**Exercise instructions**:
Your job is to copy every record exactly.

[Natural-language object grounding data]

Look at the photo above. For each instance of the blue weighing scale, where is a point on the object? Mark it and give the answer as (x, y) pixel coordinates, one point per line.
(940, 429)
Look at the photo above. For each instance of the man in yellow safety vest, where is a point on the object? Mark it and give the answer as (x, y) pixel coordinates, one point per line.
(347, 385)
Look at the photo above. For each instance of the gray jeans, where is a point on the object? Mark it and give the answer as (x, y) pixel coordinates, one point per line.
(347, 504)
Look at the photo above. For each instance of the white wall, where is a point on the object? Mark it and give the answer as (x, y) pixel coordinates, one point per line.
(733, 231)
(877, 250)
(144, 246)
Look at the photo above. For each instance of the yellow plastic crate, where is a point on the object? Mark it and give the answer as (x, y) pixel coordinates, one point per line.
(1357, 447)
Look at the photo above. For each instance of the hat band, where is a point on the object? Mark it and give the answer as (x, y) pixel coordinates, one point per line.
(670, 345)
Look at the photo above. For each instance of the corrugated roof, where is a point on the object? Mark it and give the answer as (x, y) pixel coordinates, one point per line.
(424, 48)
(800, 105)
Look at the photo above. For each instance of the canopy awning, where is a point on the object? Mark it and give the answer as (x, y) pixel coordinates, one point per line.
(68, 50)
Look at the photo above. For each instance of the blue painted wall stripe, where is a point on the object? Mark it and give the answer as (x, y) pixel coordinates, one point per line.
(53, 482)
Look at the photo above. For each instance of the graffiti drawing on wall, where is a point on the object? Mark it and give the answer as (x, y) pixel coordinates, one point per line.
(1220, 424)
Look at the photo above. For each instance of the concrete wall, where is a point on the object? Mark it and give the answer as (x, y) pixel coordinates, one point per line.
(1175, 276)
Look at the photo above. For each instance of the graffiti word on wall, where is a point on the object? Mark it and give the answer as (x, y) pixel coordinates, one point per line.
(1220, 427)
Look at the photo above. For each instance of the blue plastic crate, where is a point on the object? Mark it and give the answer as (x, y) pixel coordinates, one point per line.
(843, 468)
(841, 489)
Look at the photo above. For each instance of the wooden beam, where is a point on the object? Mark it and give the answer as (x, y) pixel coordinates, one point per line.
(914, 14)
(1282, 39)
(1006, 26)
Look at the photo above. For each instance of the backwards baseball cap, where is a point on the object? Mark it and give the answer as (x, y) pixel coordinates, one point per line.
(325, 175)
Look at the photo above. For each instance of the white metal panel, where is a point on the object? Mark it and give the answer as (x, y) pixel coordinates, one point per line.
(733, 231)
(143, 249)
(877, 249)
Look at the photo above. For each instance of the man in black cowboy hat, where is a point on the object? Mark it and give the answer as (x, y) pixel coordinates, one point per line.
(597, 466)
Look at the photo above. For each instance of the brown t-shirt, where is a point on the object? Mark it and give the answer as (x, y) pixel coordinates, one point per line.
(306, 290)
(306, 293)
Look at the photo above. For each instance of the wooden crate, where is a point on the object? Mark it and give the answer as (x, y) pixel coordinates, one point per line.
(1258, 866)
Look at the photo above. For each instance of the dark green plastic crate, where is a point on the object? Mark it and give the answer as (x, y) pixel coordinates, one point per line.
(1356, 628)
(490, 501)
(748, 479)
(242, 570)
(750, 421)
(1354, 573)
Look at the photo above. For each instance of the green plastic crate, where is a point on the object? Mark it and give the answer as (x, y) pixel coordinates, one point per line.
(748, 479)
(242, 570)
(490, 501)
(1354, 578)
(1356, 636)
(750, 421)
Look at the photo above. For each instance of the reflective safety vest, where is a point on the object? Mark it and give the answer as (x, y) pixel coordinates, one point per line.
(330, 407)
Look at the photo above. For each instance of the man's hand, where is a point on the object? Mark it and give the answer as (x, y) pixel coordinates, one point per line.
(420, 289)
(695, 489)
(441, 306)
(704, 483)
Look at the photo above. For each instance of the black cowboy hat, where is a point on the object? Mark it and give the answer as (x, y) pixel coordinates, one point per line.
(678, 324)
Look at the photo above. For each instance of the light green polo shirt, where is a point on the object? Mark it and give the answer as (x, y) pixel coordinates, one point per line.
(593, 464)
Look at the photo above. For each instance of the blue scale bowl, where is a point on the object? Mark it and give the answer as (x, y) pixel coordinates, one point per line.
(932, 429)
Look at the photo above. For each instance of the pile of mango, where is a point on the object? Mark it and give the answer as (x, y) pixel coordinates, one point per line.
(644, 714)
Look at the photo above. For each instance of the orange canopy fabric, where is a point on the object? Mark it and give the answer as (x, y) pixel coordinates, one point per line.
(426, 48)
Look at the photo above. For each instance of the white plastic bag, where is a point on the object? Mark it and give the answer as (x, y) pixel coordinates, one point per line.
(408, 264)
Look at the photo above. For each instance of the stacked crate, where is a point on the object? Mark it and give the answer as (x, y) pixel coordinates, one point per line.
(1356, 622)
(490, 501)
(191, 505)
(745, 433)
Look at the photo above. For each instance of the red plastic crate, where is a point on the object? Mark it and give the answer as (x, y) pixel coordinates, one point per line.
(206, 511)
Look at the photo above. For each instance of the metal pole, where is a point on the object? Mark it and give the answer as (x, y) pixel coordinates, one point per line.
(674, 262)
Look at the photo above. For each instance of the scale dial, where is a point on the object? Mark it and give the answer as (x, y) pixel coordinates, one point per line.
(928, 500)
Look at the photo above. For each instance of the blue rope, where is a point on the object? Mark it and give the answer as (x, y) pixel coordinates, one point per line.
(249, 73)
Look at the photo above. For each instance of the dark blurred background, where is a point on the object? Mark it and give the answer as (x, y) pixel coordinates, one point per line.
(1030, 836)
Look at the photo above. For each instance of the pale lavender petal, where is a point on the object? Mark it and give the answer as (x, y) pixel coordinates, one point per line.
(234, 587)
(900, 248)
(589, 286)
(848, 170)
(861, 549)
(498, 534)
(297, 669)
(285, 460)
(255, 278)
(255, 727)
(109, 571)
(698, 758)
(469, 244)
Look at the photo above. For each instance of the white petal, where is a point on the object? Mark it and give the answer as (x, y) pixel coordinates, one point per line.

**Problem solution**:
Look at the photo above. For each instance of the blue weighing scale, where is a point on the object? Mark it and give the answer as (x, y) pixel coordinates, one point per line.
(940, 429)
Look at the photo above. For each instance of the man in yellow safety vest, where is a point on the object? Mark it and give the answer as (x, y) pixel coordinates, one point per line.
(347, 385)
Look at the photo above. For each instance of the gray jeans, where is a point on the object? Mark it and give the answer as (x, y) pixel coordinates, one point per line.
(347, 504)
Look at the photo above. For each instance of the white wall, where is a point on the object? Mark it and give the answer as (x, y) pixel coordinates, one point per line.
(733, 231)
(877, 250)
(144, 246)
Look at the photo above. For each instance of the yellow plastic crate, where is a point on the object? Mark it and give the answer as (x, y) pixel coordinates, one point per line.
(1357, 447)
Look at the photo above. For each instance of the hat band, where is a point on the object? Mark it and give the answer as (x, y) pixel coordinates, one point per line.
(670, 345)
Look at the photo above. For each instance of the corrugated roof, where is a point on the object? Mark it and give the answer as (x, y) pixel coordinates, one point per line.
(424, 48)
(800, 105)
Look at the photo above. For each instance of the canopy awning, where is a point on the object? Mark it and give the answer as (x, y) pixel coordinates, one point per line.
(68, 50)
Look at the photo above. For each instance of the blue painted wall stripe, where is a point on the object? Mark it and give the answer as (x, y) pixel coordinates, one point per line.
(53, 482)
Look at the photo above. For each instance of the graffiti drawing on wall, where is a point on the object? Mark it and give the answer as (x, y) pixel coordinates, one point per line.
(1220, 424)
Look at the photo above. For each instance of the concrete wall, where is a point on the object? Mark it and give the answer as (x, y) pixel coordinates, one point per line.
(1175, 276)
Look at the photo above. For each instance of the graffiti word on wall, where is a point on the object? Mark it and give the answer as (x, y) pixel coordinates, one point per line.
(1220, 427)
Look at the photo above. For each instance of the blue plastic crate, where is a point on the object? Mark it and give the answer as (x, y) pixel coordinates, one point per line.
(843, 468)
(841, 489)
Look at the photo above. For each instance of the wooden beam, where is a point on the object? Mark it and give the answer as (x, y) pixel coordinates, one point per line.
(914, 14)
(1282, 39)
(1006, 26)
Look at the photo above. For each instance of the backwards baseball cap, where is a point on the object? Mark it and give the answer as (x, y) pixel coordinates, one point per line.
(325, 175)
Look at the photo above. For each instance of the white metal panel, where is a point on the object? Mark it and give the answer as (x, y) pixel coordinates, one point per line.
(733, 231)
(143, 249)
(877, 249)
Look at the photo above. For each instance of the man in black cowboy hat, where is a point on the object? Mark it and give the answer as (x, y) pixel coordinates, one point per line.
(597, 466)
Look at the photo above. For each instance of the brown t-shirt, where is a point on the object? Mark it and give the answer as (x, y) pixel coordinates, one point per line.
(306, 290)
(306, 293)
Look at the photo above. For each instance of the wooden crate, where is a point on the object? Mark it and give the answer as (x, y) pixel coordinates, one point per line.
(1258, 866)
Look at the photo above. For each instance of the dark green plastic crate, where is a point on the object? Mark it and give the answer as (x, y) pixel coordinates, one point per line.
(1356, 628)
(490, 501)
(748, 479)
(242, 570)
(750, 421)
(1354, 573)
Look at the photo above. For each instance of the green plastic crate, where is a point on the object? Mark it and give the answer as (x, y) pixel coordinates, one point per line.
(748, 479)
(242, 570)
(490, 501)
(1354, 578)
(1356, 636)
(750, 421)
Look at the photo above. For each instance of the reflective safety vest, where is a point on the object? Mark it and give the answer as (x, y) pixel coordinates, one point per line.
(330, 407)
Look at the photo above. For each instance of the man's hand, where is a point on the object? Mark it and give the answer as (x, y) pixel coordinates, one point per line.
(420, 289)
(695, 489)
(441, 306)
(704, 483)
Look at the photo above. For each instance of the black cowboy hat, where is a point on the object? Mark it and give the answer as (x, y) pixel coordinates, one point per line.
(678, 324)
Look at the photo above. For each instance of the light green polo shirt, where is a point on the object? Mark it and give the answer as (x, y) pixel coordinates, one point per line.
(593, 464)
Look at the photo above. For each instance of the blue scale bowl, where is a point on the object? Mark it and give the answer as (x, y) pixel coordinates, one point per line.
(932, 429)
Look at the photo above. For each instance of the pile of mango, where is a point on the object? Mark it and give the answer as (x, y) pixel coordinates, one point per line.
(644, 714)
Look at the photo above. For each instance of the orange canopy fabric, where is a point on the object? Mark it and give the answer as (x, y) pixel coordinates, one point per line.
(426, 48)
Look at the photo above. For each instance of the white plastic bag, where is a point on the object? Mark it and give the answer as (x, y) pixel coordinates, one point per line.
(408, 264)
Look at the photo above. For each instance of the stacked crate, where is a point on the object? Mark it and give the answer as (x, y) pixel coordinates, one point per line.
(1356, 622)
(490, 501)
(191, 505)
(745, 433)
Look at the photo above. For each instance of the red plastic crate, where is a point on the object? Mark it and give the answer as (x, y) pixel coordinates, one point per line.
(206, 511)
Look at the photo above. For each instance of the metal pole, where is a point on the object? Mark it and give the answer as (x, y) pixel coordinates, one point per line.
(674, 262)
Look at the photo above. For each instance of the scale dial, where is a point on the object? Mark it and give the answer as (x, y) pixel coordinates, one point per line.
(928, 500)
Look at the photo above. For each instance of the blue rope, where is a point on the object? Mark it and give the answer as (x, y) pixel coordinates, one point per line.
(249, 73)
Look at the photo above. For each instance of the dark blurred background, where is a point on the object? Mark it and give the answer as (x, y) pixel coordinates, one point per line.
(1030, 836)
Look at the photo above. For each instance of the pale lavender petal, where is a point on the object? Mark it and give the answer as (x, y) pixel coordinates, one point per line.
(234, 587)
(900, 248)
(589, 286)
(848, 170)
(861, 549)
(498, 534)
(297, 669)
(285, 460)
(255, 278)
(255, 727)
(109, 571)
(698, 758)
(469, 244)
Look at the photo above. For each instance of the white petal, where is a point on the object? Mark it and give the answer as (x, y) pixel coordinates, one point per line.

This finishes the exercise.